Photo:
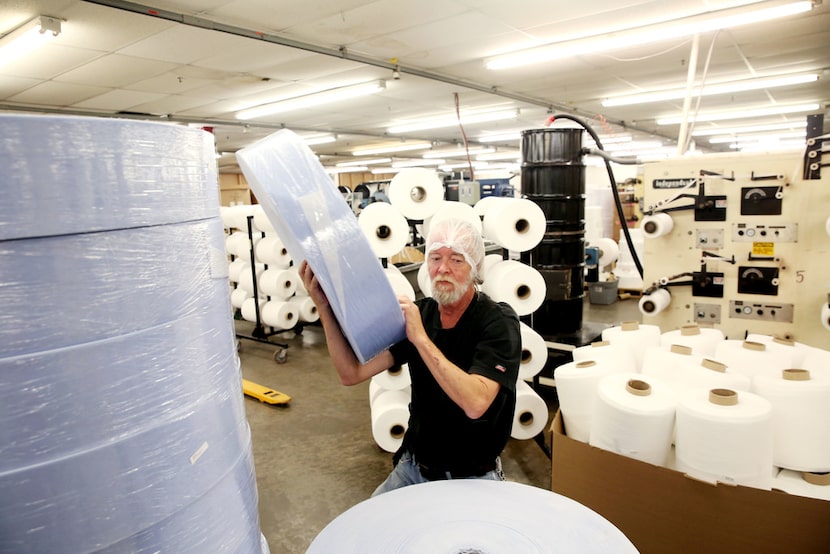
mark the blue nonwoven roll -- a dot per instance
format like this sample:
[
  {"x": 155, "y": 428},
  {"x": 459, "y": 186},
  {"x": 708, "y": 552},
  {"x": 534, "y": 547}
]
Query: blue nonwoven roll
[
  {"x": 80, "y": 174},
  {"x": 314, "y": 222}
]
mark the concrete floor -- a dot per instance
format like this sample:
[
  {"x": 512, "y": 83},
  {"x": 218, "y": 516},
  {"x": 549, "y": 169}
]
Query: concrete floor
[{"x": 316, "y": 457}]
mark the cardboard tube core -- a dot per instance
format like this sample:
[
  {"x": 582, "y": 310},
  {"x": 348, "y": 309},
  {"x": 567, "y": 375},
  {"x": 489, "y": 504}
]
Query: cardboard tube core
[
  {"x": 822, "y": 479},
  {"x": 638, "y": 387},
  {"x": 752, "y": 345},
  {"x": 689, "y": 330},
  {"x": 713, "y": 365},
  {"x": 795, "y": 375},
  {"x": 681, "y": 349},
  {"x": 723, "y": 397}
]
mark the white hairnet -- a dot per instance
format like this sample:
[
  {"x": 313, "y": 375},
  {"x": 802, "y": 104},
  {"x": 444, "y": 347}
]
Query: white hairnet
[{"x": 461, "y": 237}]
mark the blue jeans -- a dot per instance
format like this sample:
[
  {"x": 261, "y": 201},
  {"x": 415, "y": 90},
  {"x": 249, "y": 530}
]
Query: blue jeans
[{"x": 407, "y": 473}]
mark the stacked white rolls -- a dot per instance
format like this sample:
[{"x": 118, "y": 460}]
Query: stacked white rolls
[
  {"x": 634, "y": 416},
  {"x": 389, "y": 395},
  {"x": 725, "y": 435}
]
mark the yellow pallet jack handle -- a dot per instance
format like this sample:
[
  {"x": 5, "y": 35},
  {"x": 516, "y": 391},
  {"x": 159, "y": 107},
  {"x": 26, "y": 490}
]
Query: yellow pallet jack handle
[{"x": 264, "y": 394}]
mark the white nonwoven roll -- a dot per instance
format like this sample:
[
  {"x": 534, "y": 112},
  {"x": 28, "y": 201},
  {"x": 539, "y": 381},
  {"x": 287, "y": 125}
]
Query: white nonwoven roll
[
  {"x": 752, "y": 358},
  {"x": 416, "y": 192},
  {"x": 576, "y": 386},
  {"x": 278, "y": 283},
  {"x": 534, "y": 352},
  {"x": 452, "y": 209},
  {"x": 519, "y": 285},
  {"x": 795, "y": 482},
  {"x": 394, "y": 378},
  {"x": 390, "y": 418},
  {"x": 306, "y": 309},
  {"x": 634, "y": 417},
  {"x": 634, "y": 336},
  {"x": 656, "y": 225},
  {"x": 517, "y": 224},
  {"x": 725, "y": 436},
  {"x": 385, "y": 228},
  {"x": 271, "y": 250},
  {"x": 531, "y": 415},
  {"x": 279, "y": 314},
  {"x": 801, "y": 411},
  {"x": 617, "y": 354},
  {"x": 424, "y": 282},
  {"x": 702, "y": 340},
  {"x": 400, "y": 284},
  {"x": 654, "y": 303},
  {"x": 238, "y": 297}
]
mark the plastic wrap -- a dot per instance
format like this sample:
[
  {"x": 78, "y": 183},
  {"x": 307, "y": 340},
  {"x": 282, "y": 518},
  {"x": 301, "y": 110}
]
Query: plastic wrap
[
  {"x": 124, "y": 426},
  {"x": 315, "y": 224}
]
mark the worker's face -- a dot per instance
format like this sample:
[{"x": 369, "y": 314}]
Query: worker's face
[{"x": 449, "y": 274}]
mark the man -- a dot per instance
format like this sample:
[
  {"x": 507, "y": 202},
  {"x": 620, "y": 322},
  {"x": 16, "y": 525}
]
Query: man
[{"x": 463, "y": 352}]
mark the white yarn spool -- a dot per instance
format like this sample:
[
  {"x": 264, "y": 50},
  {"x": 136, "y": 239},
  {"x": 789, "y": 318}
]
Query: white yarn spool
[
  {"x": 656, "y": 225},
  {"x": 534, "y": 352},
  {"x": 519, "y": 285},
  {"x": 724, "y": 435},
  {"x": 531, "y": 415}
]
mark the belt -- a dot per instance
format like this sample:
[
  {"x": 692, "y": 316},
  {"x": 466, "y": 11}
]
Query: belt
[{"x": 434, "y": 474}]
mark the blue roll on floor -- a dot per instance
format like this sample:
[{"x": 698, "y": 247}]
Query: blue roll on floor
[
  {"x": 316, "y": 224},
  {"x": 124, "y": 422}
]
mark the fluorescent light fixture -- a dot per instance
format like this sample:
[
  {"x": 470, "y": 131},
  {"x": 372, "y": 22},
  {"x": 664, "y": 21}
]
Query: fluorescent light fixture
[
  {"x": 711, "y": 90},
  {"x": 505, "y": 137},
  {"x": 365, "y": 162},
  {"x": 417, "y": 163},
  {"x": 315, "y": 99},
  {"x": 449, "y": 121},
  {"x": 456, "y": 152},
  {"x": 319, "y": 139},
  {"x": 646, "y": 34},
  {"x": 724, "y": 139},
  {"x": 29, "y": 36},
  {"x": 749, "y": 129},
  {"x": 400, "y": 147},
  {"x": 743, "y": 114}
]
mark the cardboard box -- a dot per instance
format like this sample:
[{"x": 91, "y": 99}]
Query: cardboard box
[{"x": 664, "y": 511}]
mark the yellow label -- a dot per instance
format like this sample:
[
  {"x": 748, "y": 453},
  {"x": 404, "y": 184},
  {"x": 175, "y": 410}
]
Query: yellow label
[{"x": 763, "y": 249}]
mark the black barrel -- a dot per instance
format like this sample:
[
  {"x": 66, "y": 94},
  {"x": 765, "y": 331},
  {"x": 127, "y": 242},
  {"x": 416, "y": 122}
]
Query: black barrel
[{"x": 553, "y": 176}]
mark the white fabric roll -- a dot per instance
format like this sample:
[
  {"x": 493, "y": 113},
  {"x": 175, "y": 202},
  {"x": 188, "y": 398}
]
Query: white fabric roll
[
  {"x": 634, "y": 416},
  {"x": 385, "y": 228},
  {"x": 516, "y": 224},
  {"x": 657, "y": 225},
  {"x": 752, "y": 358},
  {"x": 396, "y": 378},
  {"x": 732, "y": 444},
  {"x": 531, "y": 415},
  {"x": 519, "y": 285},
  {"x": 416, "y": 192},
  {"x": 306, "y": 309},
  {"x": 576, "y": 386},
  {"x": 400, "y": 284},
  {"x": 271, "y": 250},
  {"x": 278, "y": 283},
  {"x": 534, "y": 352},
  {"x": 794, "y": 482},
  {"x": 279, "y": 314},
  {"x": 634, "y": 336},
  {"x": 390, "y": 418},
  {"x": 801, "y": 412},
  {"x": 702, "y": 340},
  {"x": 616, "y": 354}
]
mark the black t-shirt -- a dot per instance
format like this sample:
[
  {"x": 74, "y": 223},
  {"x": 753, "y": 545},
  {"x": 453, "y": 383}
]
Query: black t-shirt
[{"x": 485, "y": 341}]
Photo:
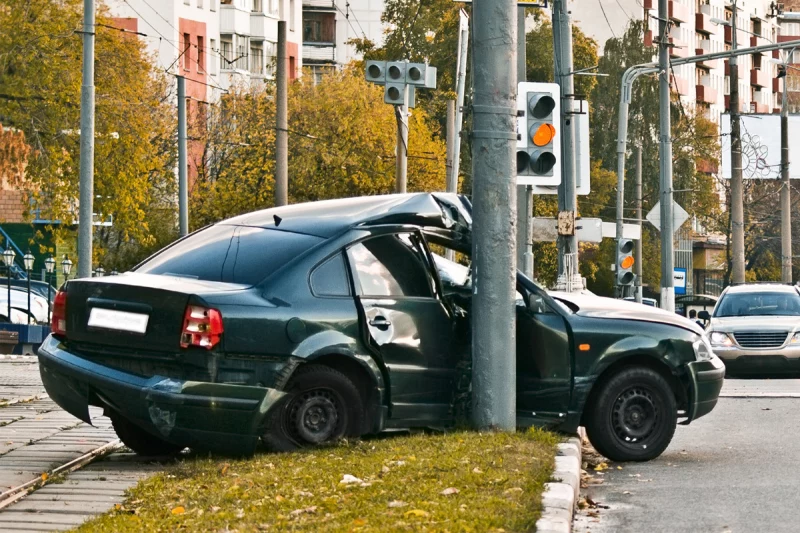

◆ To do ◆
Only the pictures are to be left out; write out all the other data exactly.

◆ Problem solution ◆
Photo:
mark the blue nonwoven roll -- a dot per instance
format like this sample:
[
  {"x": 155, "y": 428},
  {"x": 459, "y": 186},
  {"x": 708, "y": 552},
  {"x": 534, "y": 547}
]
Query: blue nonwoven roll
[
  {"x": 80, "y": 174},
  {"x": 314, "y": 222}
]
mark the concrete floor -- a dot per instance
format like this sample:
[
  {"x": 512, "y": 83},
  {"x": 218, "y": 516},
  {"x": 549, "y": 169}
]
Query: concrete floor
[{"x": 316, "y": 457}]
mark the cardboard tube core -- a dot per instance
format like this sample:
[
  {"x": 582, "y": 310},
  {"x": 348, "y": 309},
  {"x": 567, "y": 375},
  {"x": 489, "y": 504}
]
Query: cardboard tube core
[
  {"x": 822, "y": 479},
  {"x": 638, "y": 387},
  {"x": 752, "y": 345},
  {"x": 689, "y": 330},
  {"x": 713, "y": 365},
  {"x": 795, "y": 375},
  {"x": 681, "y": 349},
  {"x": 723, "y": 397}
]
mark the white hairnet -- a dot per instance
format like this sample:
[
  {"x": 313, "y": 375},
  {"x": 802, "y": 104},
  {"x": 444, "y": 347}
]
Query: white hairnet
[{"x": 461, "y": 237}]
mark the blue jeans -- a dot per instance
format like this sample:
[
  {"x": 261, "y": 201},
  {"x": 415, "y": 90},
  {"x": 249, "y": 530}
]
Query: blue jeans
[{"x": 407, "y": 473}]
mark the stacked white rolls -- a dot per instance
format like this sample:
[{"x": 118, "y": 460}]
Query: stacked white rolls
[
  {"x": 634, "y": 416},
  {"x": 389, "y": 395},
  {"x": 725, "y": 435}
]
mark the yellow pallet jack handle -- a dot per instance
format like this sample:
[
  {"x": 5, "y": 35},
  {"x": 516, "y": 391},
  {"x": 159, "y": 107},
  {"x": 26, "y": 490}
]
Query: yellow pallet jack handle
[{"x": 264, "y": 394}]
mark the white nonwoven roll -- a dot per instance
format like this sample:
[
  {"x": 534, "y": 112},
  {"x": 28, "y": 201},
  {"x": 539, "y": 381},
  {"x": 287, "y": 125}
]
Query: white nonwoven roll
[
  {"x": 752, "y": 358},
  {"x": 416, "y": 192},
  {"x": 576, "y": 386},
  {"x": 278, "y": 283},
  {"x": 534, "y": 352},
  {"x": 452, "y": 209},
  {"x": 519, "y": 285},
  {"x": 795, "y": 482},
  {"x": 394, "y": 378},
  {"x": 390, "y": 418},
  {"x": 306, "y": 309},
  {"x": 634, "y": 417},
  {"x": 634, "y": 336},
  {"x": 656, "y": 225},
  {"x": 517, "y": 224},
  {"x": 725, "y": 436},
  {"x": 385, "y": 228},
  {"x": 271, "y": 250},
  {"x": 531, "y": 415},
  {"x": 279, "y": 314},
  {"x": 801, "y": 411},
  {"x": 617, "y": 354},
  {"x": 424, "y": 282},
  {"x": 702, "y": 340},
  {"x": 400, "y": 284},
  {"x": 654, "y": 303},
  {"x": 238, "y": 297}
]
mark the plastic wrap -- a dot per instance
format like this sample:
[
  {"x": 78, "y": 183},
  {"x": 307, "y": 340},
  {"x": 282, "y": 518},
  {"x": 301, "y": 110}
]
Query: plastic wrap
[
  {"x": 124, "y": 426},
  {"x": 315, "y": 224}
]
mark the worker's face -- a dot per instance
format like this sample:
[{"x": 369, "y": 314}]
Query: worker's face
[{"x": 449, "y": 274}]
mark the man -- a dot per instance
format like this sample:
[
  {"x": 507, "y": 202},
  {"x": 620, "y": 322},
  {"x": 16, "y": 525}
]
Query: man
[{"x": 463, "y": 352}]
mark the white yarn spool -- a dot per instance
format like this sample:
[
  {"x": 264, "y": 50},
  {"x": 136, "y": 239},
  {"x": 789, "y": 318}
]
Query: white yarn spool
[
  {"x": 656, "y": 225},
  {"x": 534, "y": 352},
  {"x": 519, "y": 285},
  {"x": 724, "y": 435},
  {"x": 531, "y": 415}
]
mark the belt -- a dot per instance
format like this sample:
[
  {"x": 692, "y": 316},
  {"x": 466, "y": 11}
]
Query: belt
[{"x": 434, "y": 474}]
mark the blue roll on floor -- a dot per instance
format like this sample:
[{"x": 698, "y": 247}]
Query: blue roll on floor
[
  {"x": 316, "y": 224},
  {"x": 124, "y": 422}
]
mark the fluorescent light fixture -- a dot per instance
format like this sample:
[
  {"x": 470, "y": 131},
  {"x": 372, "y": 22},
  {"x": 664, "y": 21}
]
Query: fluorescent light fixture
[
  {"x": 711, "y": 90},
  {"x": 505, "y": 137},
  {"x": 365, "y": 162},
  {"x": 417, "y": 163},
  {"x": 315, "y": 99},
  {"x": 449, "y": 121},
  {"x": 456, "y": 152},
  {"x": 319, "y": 139},
  {"x": 646, "y": 34},
  {"x": 724, "y": 139},
  {"x": 29, "y": 36},
  {"x": 749, "y": 129},
  {"x": 400, "y": 147},
  {"x": 743, "y": 114}
]
mark the cardboard box -- a dot per instance
format like this sample:
[{"x": 91, "y": 99}]
Query: cardboard box
[{"x": 664, "y": 511}]
mark the yellow label -- a dot per instance
format like this sample:
[
  {"x": 748, "y": 453},
  {"x": 404, "y": 184},
  {"x": 175, "y": 410}
]
Query: yellow label
[{"x": 763, "y": 249}]
mark the black barrel -- a dot per instance
format like this sample:
[
  {"x": 66, "y": 94},
  {"x": 765, "y": 331},
  {"x": 127, "y": 242},
  {"x": 416, "y": 122}
]
Query: black barrel
[{"x": 553, "y": 176}]
mark the white fabric roll -- a dot per instance
format like this sample:
[
  {"x": 493, "y": 113},
  {"x": 175, "y": 202},
  {"x": 188, "y": 398}
]
Query: white fabric roll
[
  {"x": 634, "y": 416},
  {"x": 385, "y": 228},
  {"x": 516, "y": 224},
  {"x": 657, "y": 225},
  {"x": 752, "y": 358},
  {"x": 396, "y": 378},
  {"x": 732, "y": 444},
  {"x": 531, "y": 415},
  {"x": 519, "y": 285},
  {"x": 416, "y": 192},
  {"x": 306, "y": 309},
  {"x": 576, "y": 386},
  {"x": 400, "y": 284},
  {"x": 271, "y": 250},
  {"x": 278, "y": 283},
  {"x": 534, "y": 352},
  {"x": 794, "y": 482},
  {"x": 279, "y": 314},
  {"x": 634, "y": 336},
  {"x": 390, "y": 418},
  {"x": 801, "y": 412},
  {"x": 702, "y": 340},
  {"x": 616, "y": 354}
]
mark the black t-shirt -- a dot per instance
format like this sample:
[
  {"x": 74, "y": 223},
  {"x": 753, "y": 545},
  {"x": 453, "y": 383}
]
Query: black t-shirt
[{"x": 485, "y": 341}]
Photo:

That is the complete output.